=== PAGE TEXT ===
Atrout, Yes to the first part of your statement and No to the second part of the statement simply because two nations have invested interest in the assets. The government (Crown Agent) should forfeit its illegal obligation to any assets that were wrongfully acquired; rivers, forest, mountains, sea including power and control over such assets. No clear thinking citizen will agree to a convicted perpetrator maintaining power and control over its illegal haul of treasures yet blindly enough we do.
1/02/2013 9:38:11 a.m.
No sale of SOEs would be the best outcome and should not include any question of special water rights for anyone except stewardship by the Crown on behalf of all citizens.
1/02/2013 8:31:43 a.m.
Wow, John Key and his government wont like that. I wonder if they will change the law again if the decision doesn't go their way? They have done it before.
1/02/2013 7:39:07 a.m.
@ Jono.....National (Key) campaigned for almost a year prior to the 2011 election saying 'vote for us and we will sell 49% of some SOE's...and they got the majority of the vote...because you lefties couldn't be bothered to vote doesn't mean national have to stop the sales because you think 'it's not fair'..lol, dry your eyes and accept it. maori greed will not stop the sales, supreme court will not overturn lower courts decision...sorted!
31/01/2013 5:11:02 p.m.
Great suggestion... or no more than 33% anyway. Ideal compromise. JK needs to get real and accept that he is not the CEO of a corporation or the dictator of some banana republic, he is the (useless) PM of a diverse country and he should be working for the benefit of the citizens of this country. His general attitude is one of total flippancy towards anyone who does not lick his boots.

=== GIVEN INFORMATION ===
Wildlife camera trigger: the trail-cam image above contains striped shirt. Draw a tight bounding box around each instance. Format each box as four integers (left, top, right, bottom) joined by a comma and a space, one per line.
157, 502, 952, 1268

=== TASK INSTRUCTIONS ===
Please reproduce word for word the passage from the comments on the SOE sales above, starting at "1/02/2013 7:39:07 a.m." and ending at "lower courts decision...sorted!".

=== COMPLETED TASK ===
1/02/2013 7:39:07 a.m.
@ Jono.....National (Key) campaigned for almost a year prior to the 2011 election saying 'vote for us and we will sell 49% of some SOE's...and they got the majority of the vote...because you lefties couldn't be bothered to vote doesn't mean national have to stop the sales because you think 'it's not fair'..lol, dry your eyes and accept it. maori greed will not stop the sales, supreme court will not overturn lower courts decision...sorted!